Region pointing data
####

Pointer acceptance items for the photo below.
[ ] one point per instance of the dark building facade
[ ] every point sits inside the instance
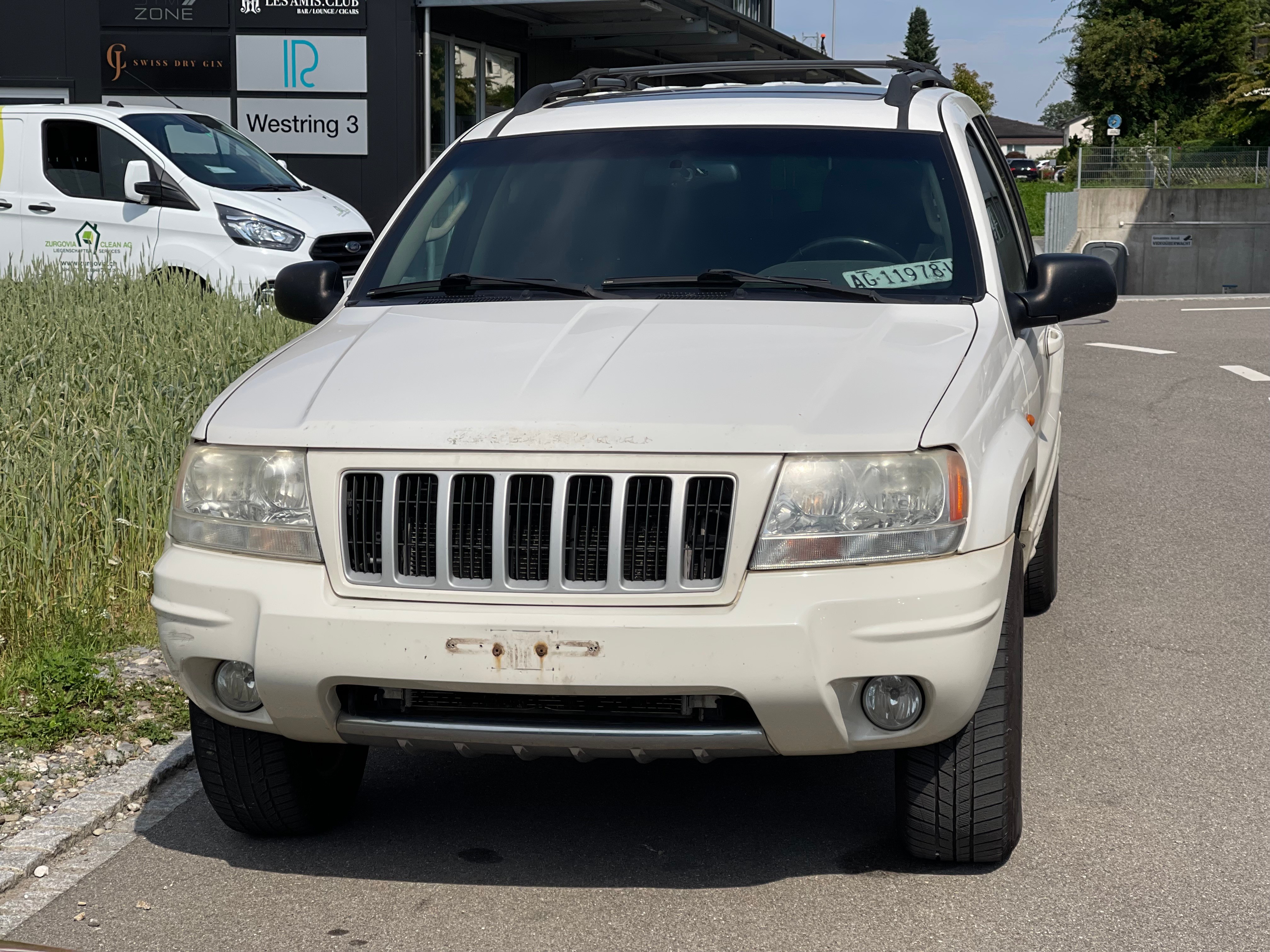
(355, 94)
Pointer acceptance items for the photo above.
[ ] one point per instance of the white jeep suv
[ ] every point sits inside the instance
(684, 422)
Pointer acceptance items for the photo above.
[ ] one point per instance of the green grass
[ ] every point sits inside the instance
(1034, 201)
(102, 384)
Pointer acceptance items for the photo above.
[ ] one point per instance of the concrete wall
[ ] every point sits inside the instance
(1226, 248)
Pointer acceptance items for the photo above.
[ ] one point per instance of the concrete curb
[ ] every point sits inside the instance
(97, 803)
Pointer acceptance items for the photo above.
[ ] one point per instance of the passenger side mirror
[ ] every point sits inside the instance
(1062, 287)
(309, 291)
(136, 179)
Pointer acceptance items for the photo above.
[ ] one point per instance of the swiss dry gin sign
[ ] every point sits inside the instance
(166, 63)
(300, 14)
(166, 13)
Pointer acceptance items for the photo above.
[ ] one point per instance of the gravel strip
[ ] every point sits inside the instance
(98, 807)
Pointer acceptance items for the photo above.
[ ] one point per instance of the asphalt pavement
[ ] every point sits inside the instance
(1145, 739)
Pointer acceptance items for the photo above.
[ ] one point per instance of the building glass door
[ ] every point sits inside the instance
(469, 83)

####

Only the text of the entries above is to be given again, exactly, with the pictures left out.

• Solution
Pointer acceptance items for the photo below.
[ ] one point per instance of the dark building facade
[ ] every point sits inside the instance
(355, 94)
Pointer acceptance items for the photo above.
[ ] one point per instance of the white jeep suv
[ ] every point sits inside the instance
(684, 422)
Pointer acceptance items for the photo above.
[ ] one point per instance of the green grass
[ ] every point sits inside the instance
(1034, 201)
(102, 384)
Pointer acceptance items for the photo above.
[ ] one point per instance of the concrete wall
[ ] every point sits inside the instance
(1226, 248)
Pointer acceptance items for the photo above.
[ ] one point per instance of the concrete curb
[ ] every point sits inside the instance
(97, 803)
Pointer acceptance items for the photo above.
[ ] one point per instance of the passenger side mirror
[ ] every point sits inside the instance
(1062, 287)
(309, 291)
(136, 179)
Pointer acceptance items for the photo above.
[ ] one point per instance of the swiss dry gin sign
[ ] every point sits inside the instance
(166, 63)
(300, 14)
(166, 13)
Pointer acceptance items for the photo above.
[ ] one point per instance of the gravel strip
[ ] every point sits inside the instance
(98, 807)
Pointer acceptance items for the photo above.
[ ] one point per instance of the asphalt pavement
[ ] every point sits inside the instance
(1145, 739)
Pointer acceptance items for the photo above.
[ ] one point per instance of the building glass door
[ ] every point sits inside the instance
(469, 83)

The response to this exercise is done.